• What is being asked
Could you write out every record below exactly, leaving out any pictures?

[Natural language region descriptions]
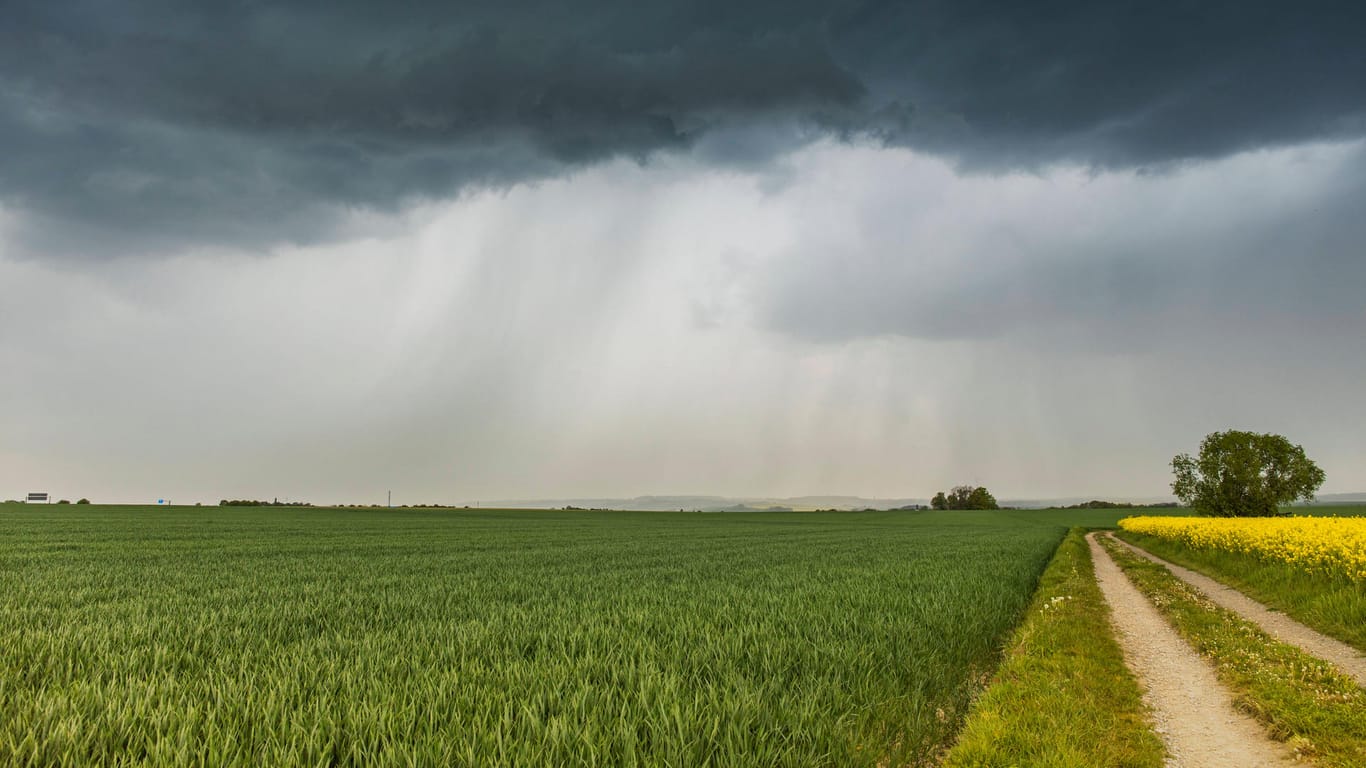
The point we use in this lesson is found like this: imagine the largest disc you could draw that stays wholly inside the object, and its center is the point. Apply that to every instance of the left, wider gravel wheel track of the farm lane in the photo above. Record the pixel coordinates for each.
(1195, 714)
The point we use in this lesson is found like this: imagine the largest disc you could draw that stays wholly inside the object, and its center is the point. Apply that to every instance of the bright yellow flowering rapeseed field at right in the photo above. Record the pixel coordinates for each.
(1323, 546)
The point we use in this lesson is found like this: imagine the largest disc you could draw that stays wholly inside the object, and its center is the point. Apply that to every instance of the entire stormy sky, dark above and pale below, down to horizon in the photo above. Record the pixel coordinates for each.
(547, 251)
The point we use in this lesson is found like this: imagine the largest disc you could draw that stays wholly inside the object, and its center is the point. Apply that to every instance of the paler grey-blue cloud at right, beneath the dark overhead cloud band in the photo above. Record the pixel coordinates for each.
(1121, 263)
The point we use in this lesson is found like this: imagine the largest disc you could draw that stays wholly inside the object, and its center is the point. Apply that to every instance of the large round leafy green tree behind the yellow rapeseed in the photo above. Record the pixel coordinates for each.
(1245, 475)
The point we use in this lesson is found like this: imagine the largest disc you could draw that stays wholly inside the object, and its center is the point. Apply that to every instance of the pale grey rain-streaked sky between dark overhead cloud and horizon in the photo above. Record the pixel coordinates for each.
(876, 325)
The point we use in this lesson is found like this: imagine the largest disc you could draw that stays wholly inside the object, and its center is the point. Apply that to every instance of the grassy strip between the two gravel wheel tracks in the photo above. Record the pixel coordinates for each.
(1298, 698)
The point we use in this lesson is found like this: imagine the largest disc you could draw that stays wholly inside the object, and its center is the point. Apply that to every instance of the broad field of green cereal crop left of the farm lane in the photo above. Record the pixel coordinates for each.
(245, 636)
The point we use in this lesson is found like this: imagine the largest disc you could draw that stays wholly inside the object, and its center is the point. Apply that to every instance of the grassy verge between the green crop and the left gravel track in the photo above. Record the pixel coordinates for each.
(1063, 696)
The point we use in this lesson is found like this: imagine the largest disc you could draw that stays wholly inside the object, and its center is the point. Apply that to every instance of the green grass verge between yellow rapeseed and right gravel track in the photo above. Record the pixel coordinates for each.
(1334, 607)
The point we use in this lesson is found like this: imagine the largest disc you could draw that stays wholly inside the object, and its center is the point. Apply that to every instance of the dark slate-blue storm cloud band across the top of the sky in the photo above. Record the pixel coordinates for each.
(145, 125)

• Response for this exercise
The point we use in this lesson is found like this: imagine the largest disc you could draw that stays wholly inside the object, and its center is the point. Apply that to every instance of the left, wider gravel wheel track of the farm lane in the photo above. Record the pixel coordinates for each.
(1195, 714)
The point we use in this lesson is found like this: imagine the largest disc you could draw that stays wholly inside the object, and its center is the point. Apply that to every instance of the bright yellow flowering rapeseed field at right in the photo above. Record the pixel coordinates for each.
(1323, 546)
The point we use in this lesson is found like this: imagine the largest disc you could draw that stays wholly inside the object, and its center is the point. Apply that to every instance of the entire stormy sky, dark above and pale below, down to horizon in the photo above. Record the pixel coordinates for each.
(547, 251)
The point we use in this lesson is found like this: imagine the largest disc you could draw that stays wholly inside the object, and its center is the point. Apply that to every instance of the paler grey-blue cloud at right, beneath the dark overhead cloud band in the photo above. Record the pixel coordinates for each.
(1121, 263)
The point we use in this lesson is found like this: imagine the largest disc you could draw that stays wholly inside the object, and its center is the point. Apply that to every instance of the large round leafy green tree behind the yellow rapeseed in the photo above. Record the pixel coordinates for each.
(1245, 475)
The point we use in this lesson is found like this: imagine the largest disc you could draw that stays wholly inside the object, and its center is the point. Apply that to every instance of the pale grey rain-streaked sky between dark overhead cloud and horizon in the photo above. Record the pixel coordinates for each.
(876, 325)
The point we use in this lesson is found like this: imagine the largest disc you could draw that stays wholly inside the object, and its center is the point. Apply that to every instance of the grassy strip between the two gravel wheel tracks in the photo above. Record the pixel coordinates for each.
(1298, 698)
The point we use in this lesson is found like this: imagine the largest disc you could draw that stays wholly inside the object, and its center is the point. Apply that to every instance of the broad field of green cereal crop left of the farm lane in the photo above. Record the pixel coordinates for each.
(245, 636)
The point we use in this lesson is found like this: imagine the largest disc you could draw that stays wholly inside the object, and its center is the point. Apply that to every instance of the grassy verge between the green crop and the left gravel track in the photo above. Record the pixel coordinates for each.
(1063, 696)
The point we use in this lesson is found like this: imagine the largest disc you could draw that stays wholly inside the object, and its center is the point. Apply that to every instance of the green grass verge between yellow rapeseed and right gravel track in the photo above. Record the pixel coordinates for each.
(1334, 607)
The point we use in this lesson is found like this: imagine the largest disc you could draw that stays wholly inside the object, and its center is the point. Apply that to every instance of the dark slate-blue storm cloud band across the top of the sky in the photo above. Record the pixel coordinates for each.
(145, 125)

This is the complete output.